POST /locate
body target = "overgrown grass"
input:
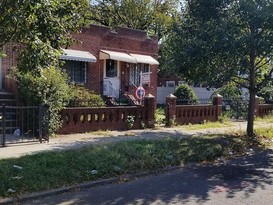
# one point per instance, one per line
(207, 125)
(265, 119)
(49, 170)
(160, 118)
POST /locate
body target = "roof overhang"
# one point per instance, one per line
(119, 56)
(76, 55)
(144, 59)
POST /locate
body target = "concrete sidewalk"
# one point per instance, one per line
(73, 141)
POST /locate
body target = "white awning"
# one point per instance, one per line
(144, 59)
(119, 56)
(76, 55)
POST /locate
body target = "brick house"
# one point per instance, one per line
(107, 62)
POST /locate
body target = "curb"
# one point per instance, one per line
(82, 186)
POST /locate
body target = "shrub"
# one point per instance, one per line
(82, 97)
(48, 86)
(233, 103)
(185, 94)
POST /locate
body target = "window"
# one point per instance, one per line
(111, 68)
(76, 71)
(135, 70)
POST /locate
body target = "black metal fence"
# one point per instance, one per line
(235, 108)
(21, 124)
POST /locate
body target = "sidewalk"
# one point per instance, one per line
(74, 141)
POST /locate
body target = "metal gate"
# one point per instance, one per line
(22, 124)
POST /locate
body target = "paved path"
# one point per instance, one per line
(79, 140)
(241, 181)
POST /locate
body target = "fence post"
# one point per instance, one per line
(4, 124)
(257, 102)
(170, 110)
(217, 101)
(149, 104)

→ Work request: Look through the entries and find each line that has the string "fence". Copy those lines.

→ Answer section:
body target = "black metal fence"
body target = "fence post"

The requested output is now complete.